### WHAT IS EXPECTED
Keep the wording of every entry intact in your copy, and omit the pictures.

(Collected data entries)
=-=-=
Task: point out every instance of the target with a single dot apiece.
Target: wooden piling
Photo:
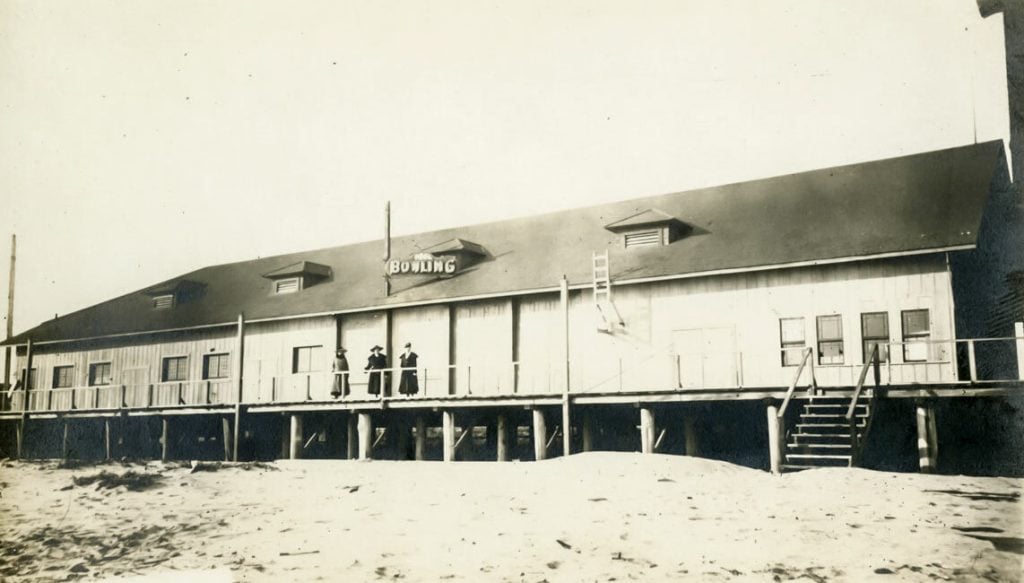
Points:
(366, 427)
(774, 440)
(64, 443)
(540, 435)
(295, 432)
(229, 452)
(588, 432)
(448, 434)
(351, 439)
(165, 443)
(928, 446)
(421, 439)
(647, 431)
(502, 438)
(690, 435)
=-=-=
### OUTPUT FOR THIS TASK
Task: point out every instance of the target with a single dot apiece.
Target: wooden piling
Photo:
Points:
(366, 427)
(774, 440)
(64, 443)
(540, 435)
(295, 432)
(229, 452)
(588, 432)
(448, 434)
(351, 439)
(165, 443)
(928, 446)
(421, 439)
(647, 431)
(502, 438)
(690, 435)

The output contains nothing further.